Actions to take:
[A] Translate this sentence from the job posting into Spanish: "Our team designs and builds the systems used to train and deploy state-of-the-art large language and multimodal foundation models by employing techniques from both supercomputing and distributed computing."
[B] Continue the job posting for the research scientist position, beginning after its last sentence.

Passage:
● ● ●
Senior Research Scientist, NLP Systems

NVIDIA•Santa Clara, CA

About The Position

We are looking for Research Scientists passionate about systems for large generative models! We are searching for world-class researchers in systems for deep learning to join our applied deep learning research team which pioneered Megatron and MT-NLG. Our team designs and builds the systems used to train and deploy state-of-the-art large language and multimodal foundation models by employing techniques from both supercomputing and distributed computing. We collaborate with both internal and external partners, including hardware and software teams, to train and serve some of the world’s largest and best foundation models as efficiently as possible. If you are passionate about the latest research and technologies revolutionizing generative AI and want to explore creative new paradigms for training and serving models on the latest and best compute platforms and clusters available, this team will be a great fit for you. What you'll be doing: Tackle large-scale distributed systems capable of performing end-to-end AI training and inference. Develop, design, and implement algorithms to accelerate training and inference of large language models (LLMs) and large multi-modal models. Work with deep learning hardware teams to co-design hardware and software for future model architectures. Work closely with product and hardware architecture teams to integrate research and developments into products. Contribute to open-source software and publish at top conferences.

Requirements

PhD in Electrical Engineering, Computer Science / Engineering, Computational Science or a related STEM field (or equivalent experience).
● ● ●
Information given:
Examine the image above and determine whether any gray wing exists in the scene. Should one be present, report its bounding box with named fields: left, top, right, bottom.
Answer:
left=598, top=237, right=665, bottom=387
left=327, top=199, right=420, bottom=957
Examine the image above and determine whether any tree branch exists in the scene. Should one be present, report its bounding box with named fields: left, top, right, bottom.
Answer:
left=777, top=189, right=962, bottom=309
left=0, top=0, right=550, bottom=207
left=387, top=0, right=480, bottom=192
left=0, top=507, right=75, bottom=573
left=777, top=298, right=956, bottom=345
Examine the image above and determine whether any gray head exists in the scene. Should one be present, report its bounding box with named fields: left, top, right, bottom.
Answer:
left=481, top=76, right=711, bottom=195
● ● ●
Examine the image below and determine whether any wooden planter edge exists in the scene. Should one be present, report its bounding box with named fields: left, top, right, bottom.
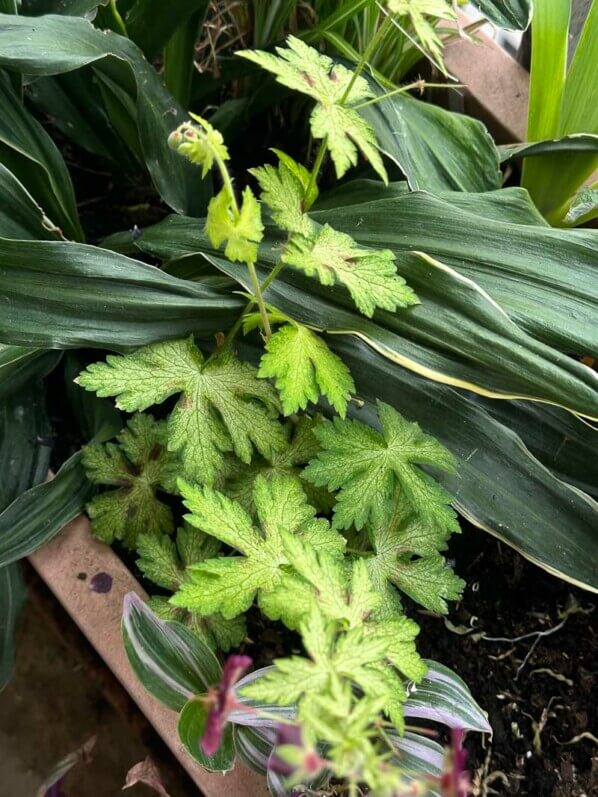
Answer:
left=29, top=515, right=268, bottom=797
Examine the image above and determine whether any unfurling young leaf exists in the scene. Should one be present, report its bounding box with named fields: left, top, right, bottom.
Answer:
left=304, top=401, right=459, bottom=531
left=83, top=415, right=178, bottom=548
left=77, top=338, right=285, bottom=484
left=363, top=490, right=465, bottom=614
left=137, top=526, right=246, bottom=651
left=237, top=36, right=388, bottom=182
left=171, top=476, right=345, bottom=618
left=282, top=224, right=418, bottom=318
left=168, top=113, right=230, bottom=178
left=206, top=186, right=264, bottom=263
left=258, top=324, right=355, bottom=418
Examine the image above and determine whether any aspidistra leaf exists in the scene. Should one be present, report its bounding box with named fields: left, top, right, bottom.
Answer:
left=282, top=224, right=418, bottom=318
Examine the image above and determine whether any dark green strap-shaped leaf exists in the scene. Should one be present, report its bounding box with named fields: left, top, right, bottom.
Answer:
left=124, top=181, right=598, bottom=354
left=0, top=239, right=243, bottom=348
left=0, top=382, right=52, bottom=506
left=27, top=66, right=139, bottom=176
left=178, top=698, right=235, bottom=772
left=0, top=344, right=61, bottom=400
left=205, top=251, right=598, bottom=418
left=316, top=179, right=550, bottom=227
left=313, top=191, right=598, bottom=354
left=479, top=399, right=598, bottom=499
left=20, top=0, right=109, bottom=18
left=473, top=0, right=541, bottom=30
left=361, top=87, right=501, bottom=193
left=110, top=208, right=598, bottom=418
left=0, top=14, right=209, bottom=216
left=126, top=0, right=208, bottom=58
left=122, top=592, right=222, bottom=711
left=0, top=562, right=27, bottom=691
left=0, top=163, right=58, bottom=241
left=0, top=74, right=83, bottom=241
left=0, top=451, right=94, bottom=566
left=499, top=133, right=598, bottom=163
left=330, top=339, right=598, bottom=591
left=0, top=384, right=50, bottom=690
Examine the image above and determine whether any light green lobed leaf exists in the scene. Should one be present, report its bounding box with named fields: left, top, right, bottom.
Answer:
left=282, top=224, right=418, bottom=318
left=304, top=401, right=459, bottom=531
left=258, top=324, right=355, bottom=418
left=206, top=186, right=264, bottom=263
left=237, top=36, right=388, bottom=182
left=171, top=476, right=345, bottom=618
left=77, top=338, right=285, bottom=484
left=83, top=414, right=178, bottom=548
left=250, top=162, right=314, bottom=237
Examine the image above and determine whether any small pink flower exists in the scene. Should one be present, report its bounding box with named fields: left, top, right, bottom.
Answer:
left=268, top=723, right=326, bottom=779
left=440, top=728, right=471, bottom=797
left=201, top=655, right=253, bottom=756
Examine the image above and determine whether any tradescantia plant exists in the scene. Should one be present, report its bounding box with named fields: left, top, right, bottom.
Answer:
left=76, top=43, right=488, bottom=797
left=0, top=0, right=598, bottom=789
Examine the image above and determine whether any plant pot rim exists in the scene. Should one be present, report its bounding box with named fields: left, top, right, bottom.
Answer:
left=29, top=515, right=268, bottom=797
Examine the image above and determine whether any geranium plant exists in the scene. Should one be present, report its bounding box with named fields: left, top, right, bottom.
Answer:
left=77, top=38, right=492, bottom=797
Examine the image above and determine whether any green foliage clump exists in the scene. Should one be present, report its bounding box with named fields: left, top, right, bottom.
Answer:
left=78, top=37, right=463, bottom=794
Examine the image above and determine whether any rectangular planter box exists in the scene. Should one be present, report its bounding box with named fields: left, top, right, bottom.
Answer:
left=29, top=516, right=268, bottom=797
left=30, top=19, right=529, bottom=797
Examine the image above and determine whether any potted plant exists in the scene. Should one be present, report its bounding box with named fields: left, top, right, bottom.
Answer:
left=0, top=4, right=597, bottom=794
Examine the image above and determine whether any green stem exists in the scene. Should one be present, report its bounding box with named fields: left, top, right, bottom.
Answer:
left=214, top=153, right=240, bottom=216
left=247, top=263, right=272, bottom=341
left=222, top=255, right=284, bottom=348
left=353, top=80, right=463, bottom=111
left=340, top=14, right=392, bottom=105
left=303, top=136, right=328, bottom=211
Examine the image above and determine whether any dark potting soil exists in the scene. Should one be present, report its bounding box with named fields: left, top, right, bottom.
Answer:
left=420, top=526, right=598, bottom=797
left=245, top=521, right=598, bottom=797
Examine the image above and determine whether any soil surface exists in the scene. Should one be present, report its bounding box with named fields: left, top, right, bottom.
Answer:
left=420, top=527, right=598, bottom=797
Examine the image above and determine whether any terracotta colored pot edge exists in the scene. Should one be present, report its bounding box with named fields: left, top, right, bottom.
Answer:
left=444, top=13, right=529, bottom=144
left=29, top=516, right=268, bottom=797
● ● ●
Outputs by task:
[A] Nuestro equipo diseña y construye los sistemas utilizados para entrenar y desplegar modelos fundacionales de lenguaje de gran tamaño y multimodales de vanguardia, empleando técnicas tanto de la supercomputación como de la computación distribuida.

[B]
4+ years of relevant work experience, ideally with extensive research or work experience building large-scale systems for deep learning.
Thorough understanding of compute system concepts (latency/throughput bottlenecks, pipelining, multiprocessing, etc.) and related efficiency analysis and tuning.
Knowledge of machine learning / deep learning concepts.
Excellent programming skills in some rapid prototyping environments such as Python, C++ and parallel programming (e.g., CUDA).
Expertise with deep learning frameworks such as PyTorch.

Responsibilities

Tackle large-scale distributed systems capable of performing end-to-end AI training and inference.
Develop, design, and implement algorithms to accelerate training and inference of large language models (LLMs) and large multi-modal models.
Work with deep learning hardware teams to co-design hardware and software for future model architectures.
Work closely with product and hardware architecture teams to integrate research and developments into products.
Contribute to open-source software and publish at top conferences.